What needs to be done.
Only the lines from the beginning of the material below through the line with "rough mask: <svg" should be retyped exactly, and pictures are to be skipped.

Material to process.
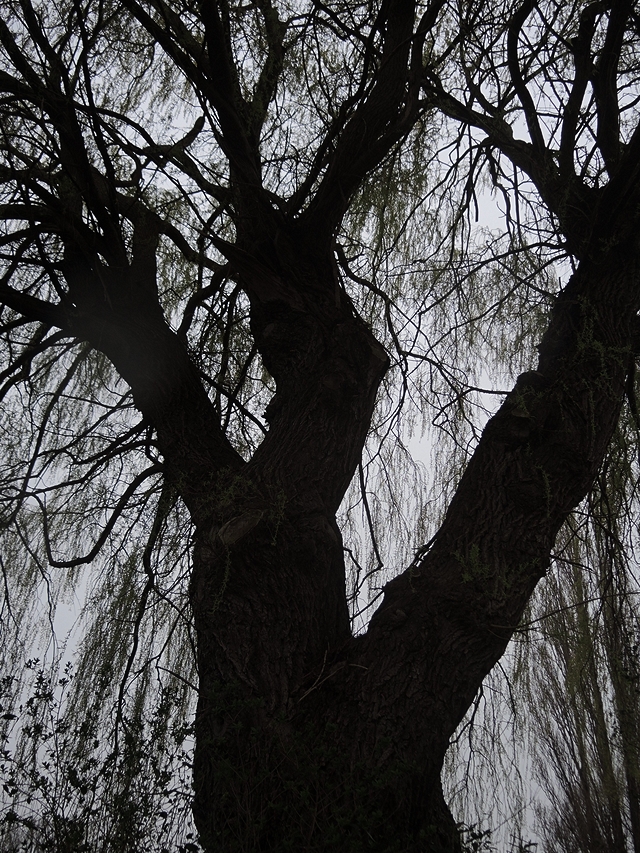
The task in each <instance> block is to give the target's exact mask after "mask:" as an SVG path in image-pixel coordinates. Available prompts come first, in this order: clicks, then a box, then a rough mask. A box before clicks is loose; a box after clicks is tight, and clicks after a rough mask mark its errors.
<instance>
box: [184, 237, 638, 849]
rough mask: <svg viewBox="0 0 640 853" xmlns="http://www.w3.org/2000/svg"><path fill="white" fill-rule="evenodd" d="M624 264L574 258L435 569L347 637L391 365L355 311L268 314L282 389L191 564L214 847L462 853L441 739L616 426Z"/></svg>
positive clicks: (636, 293)
mask: <svg viewBox="0 0 640 853" xmlns="http://www.w3.org/2000/svg"><path fill="white" fill-rule="evenodd" d="M624 251H626V253H627V256H626V258H625V257H624V255H623V254H621V253H622V252H623V249H621V248H620V247H618V249H617V252H616V264H615V272H613V271H612V270H613V269H614V267H613V266H612V263H611V258H610V256H607V255H606V254H604V255H603V257H602V259H601V260H600V261H593V260H586V261H583V263H582V264H581V266H580V269H579V270H578V272H577V273H576V274H575V275H574V277H573V278H572V280H571V281H570V283H569V284H568V286H567V287H566V289H565V291H564V293H563V294H562V296H561V297H560V299H559V300H558V303H557V305H556V308H555V311H554V313H553V317H552V320H551V324H550V326H549V330H548V331H547V334H546V335H545V337H544V339H543V341H542V343H541V346H540V361H539V365H538V369H537V371H532V372H530V373H527V374H523V375H522V376H521V377H520V378H519V380H518V382H517V384H516V386H515V388H514V390H513V391H512V392H511V394H510V395H509V397H508V398H507V400H506V401H505V403H504V405H503V406H502V407H501V409H500V411H499V412H498V413H497V414H496V415H495V417H494V418H493V419H492V420H491V421H490V423H489V424H488V425H487V428H486V429H485V432H484V435H483V437H482V440H481V442H480V444H479V446H478V448H477V450H476V452H475V454H474V456H473V458H472V460H471V462H470V464H469V466H468V468H467V470H466V472H465V474H464V477H463V479H462V481H461V483H460V486H459V488H458V490H457V492H456V495H455V497H454V499H453V501H452V503H451V506H450V508H449V511H448V513H447V516H446V519H445V521H444V524H443V526H442V528H441V530H440V532H439V533H438V536H437V538H436V540H435V542H434V544H433V546H432V548H431V550H430V551H429V553H428V554H427V555H426V556H425V557H424V558H423V559H422V561H421V562H420V563H419V565H417V566H416V567H413V568H412V569H410V570H408V571H407V572H405V573H404V574H402V575H401V576H399V577H398V578H396V579H395V580H394V581H392V582H391V583H390V584H388V586H387V588H386V591H385V596H384V600H383V603H382V605H381V606H380V608H379V609H378V611H377V612H376V613H375V615H374V617H373V619H372V621H371V624H370V627H369V629H368V631H367V633H366V634H365V635H364V636H361V637H357V638H352V637H351V636H350V635H349V630H348V623H347V614H346V606H345V602H344V586H343V583H344V581H343V578H344V566H343V563H342V554H341V541H340V534H339V532H338V529H337V527H336V524H335V518H334V513H335V510H336V506H337V500H338V499H339V495H340V494H341V490H342V489H343V488H344V486H345V485H346V482H347V480H348V477H349V476H350V474H351V472H352V471H353V470H354V466H355V464H356V461H357V458H358V455H359V452H360V448H361V445H362V441H363V440H364V434H365V430H366V423H367V422H368V418H369V415H370V412H371V407H372V404H373V398H374V394H375V389H376V386H377V383H378V382H379V380H380V378H381V376H382V372H383V369H384V361H383V360H382V359H381V358H380V355H379V350H378V348H377V347H376V345H375V342H373V341H372V340H371V338H370V336H368V334H367V333H366V331H365V330H364V329H363V327H362V326H361V324H359V323H358V321H357V320H355V319H353V318H351V317H350V316H349V309H348V306H345V308H344V309H343V312H342V314H341V312H340V310H339V308H336V309H335V312H333V318H335V319H333V318H332V319H333V323H334V325H333V326H330V325H329V323H328V322H327V321H326V320H325V319H324V318H322V320H321V321H318V320H317V319H314V318H313V317H312V316H311V314H305V313H304V311H303V310H300V311H299V312H298V313H296V314H294V315H288V314H287V309H286V308H285V306H283V304H282V302H278V303H277V304H275V305H270V304H268V303H267V305H266V306H265V305H260V306H259V316H260V317H263V316H265V314H266V315H267V317H268V320H269V322H265V321H263V326H262V328H263V330H270V329H272V328H273V332H271V334H272V335H273V338H272V339H273V340H276V339H277V338H276V336H277V335H279V336H281V337H280V341H281V342H282V343H281V347H282V349H281V351H280V353H277V352H276V349H275V347H274V349H273V350H271V351H270V352H269V354H268V357H269V358H271V364H272V370H273V371H274V374H276V376H277V374H278V369H279V363H278V361H279V359H280V360H281V361H280V363H284V361H285V360H286V359H290V360H291V361H290V363H289V364H287V370H286V371H285V373H283V374H282V379H280V378H279V380H278V394H277V395H276V402H275V406H274V409H275V410H276V413H275V414H274V420H273V424H272V432H270V434H269V436H268V437H267V438H266V439H265V441H264V444H263V446H262V447H261V449H260V451H259V453H258V454H256V457H255V459H254V460H252V462H251V463H250V464H249V465H247V467H246V469H245V470H244V471H243V472H242V473H241V474H240V475H239V477H237V478H236V479H232V480H229V481H227V482H225V483H224V484H223V485H221V488H220V490H219V492H218V494H217V500H219V501H220V503H221V504H222V505H223V507H224V509H223V510H218V511H217V512H216V525H215V526H213V527H212V528H211V529H210V530H209V531H208V532H206V533H205V532H204V531H201V535H200V539H199V543H198V546H197V548H196V565H195V572H194V582H193V604H194V613H195V618H196V625H197V627H198V642H199V650H200V660H199V666H200V680H201V681H200V684H201V693H200V701H199V706H198V716H197V751H196V765H195V786H196V807H195V808H196V816H197V820H198V827H199V830H200V832H201V834H202V837H203V839H204V840H205V843H206V844H207V846H208V848H209V849H211V850H214V849H225V850H226V849H229V850H231V849H238V850H271V849H274V850H275V849H277V850H286V849H305V850H307V849H308V850H330V849H336V848H338V849H341V850H343V851H347V850H348V851H357V850H380V851H383V850H384V851H391V850H403V851H409V850H411V851H413V850H415V851H430V850H433V851H436V850H454V849H456V845H457V840H456V833H455V829H454V826H453V822H452V820H451V817H450V815H449V813H448V812H447V810H446V807H444V804H443V802H442V795H441V791H440V787H439V773H440V769H441V766H442V760H443V757H444V753H445V751H446V748H447V745H448V742H449V739H450V737H451V735H452V734H453V732H454V730H455V728H456V726H457V725H458V723H459V722H460V720H461V719H462V717H463V715H464V713H465V712H466V710H467V708H468V707H469V705H470V703H471V701H472V699H473V696H474V695H475V692H476V691H477V689H478V687H479V686H480V683H481V681H482V679H483V678H484V676H485V675H486V674H487V673H488V672H489V670H490V669H491V667H492V666H493V665H494V664H495V662H496V661H497V660H498V659H499V658H500V656H501V655H502V653H503V651H504V649H505V646H506V644H507V642H508V640H509V638H510V637H511V635H512V633H513V630H514V629H515V628H516V626H517V624H518V621H519V618H520V615H521V613H522V610H523V608H524V606H525V604H526V602H527V600H528V598H529V597H530V595H531V593H532V591H533V589H534V587H535V584H536V583H537V582H538V580H539V579H540V577H541V576H542V575H543V574H544V572H545V570H546V568H547V566H548V563H549V556H550V551H551V548H552V546H553V542H554V539H555V536H556V533H557V531H558V529H559V527H560V525H561V524H562V523H563V521H564V520H565V518H566V517H567V514H568V513H569V512H570V511H571V509H572V508H573V507H574V506H575V505H576V504H577V503H578V502H579V501H580V499H581V498H582V497H583V496H584V495H585V493H586V491H587V490H588V488H589V486H590V484H591V483H592V481H593V478H594V477H595V475H596V473H597V470H598V467H599V465H600V462H601V459H602V457H603V454H604V452H605V449H606V447H607V445H608V442H609V440H610V437H611V434H612V432H613V429H614V426H615V423H616V420H617V417H618V414H619V409H620V405H621V402H622V399H623V394H624V385H625V378H626V373H627V369H628V364H629V354H630V351H631V341H632V334H633V325H634V316H635V312H636V310H637V307H638V295H637V292H638V287H637V285H638V274H637V261H636V259H635V253H634V251H633V249H630V248H628V247H627V248H626V249H624ZM332 310H333V309H332ZM273 317H275V318H276V319H275V320H274V319H272V318H273ZM290 317H291V320H290V322H291V325H290V326H289V325H287V323H288V322H289V318H290ZM270 323H274V326H273V327H272V326H271V325H270ZM280 324H282V325H280ZM300 329H304V334H300V332H299V330H300ZM276 330H277V331H276ZM263 335H264V331H263ZM267 338H269V335H267ZM299 363H301V364H304V372H301V373H300V374H296V368H295V365H296V364H299ZM279 418H281V420H278V419H279ZM281 424H282V426H280V425H281ZM287 425H288V426H287ZM287 430H288V432H287ZM272 441H273V442H274V443H273V444H272ZM307 448H310V450H307ZM225 489H226V491H225Z"/></svg>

Output below.
The task in each <instance> block is to give the target's exact mask after "mask:" as an SVG path in image-pixel coordinates. Available prompts come first, in this order: clicks, then a box, then a rough mask. A box before clicks is loose; a box after clicks is tight, and clicks after a rough mask mark its errors.
<instance>
box: [184, 237, 638, 849]
rough mask: <svg viewBox="0 0 640 853" xmlns="http://www.w3.org/2000/svg"><path fill="white" fill-rule="evenodd" d="M624 264L574 258L435 569L347 637L391 365L355 311L268 314L282 389L191 564L214 847L462 853L441 739L616 426Z"/></svg>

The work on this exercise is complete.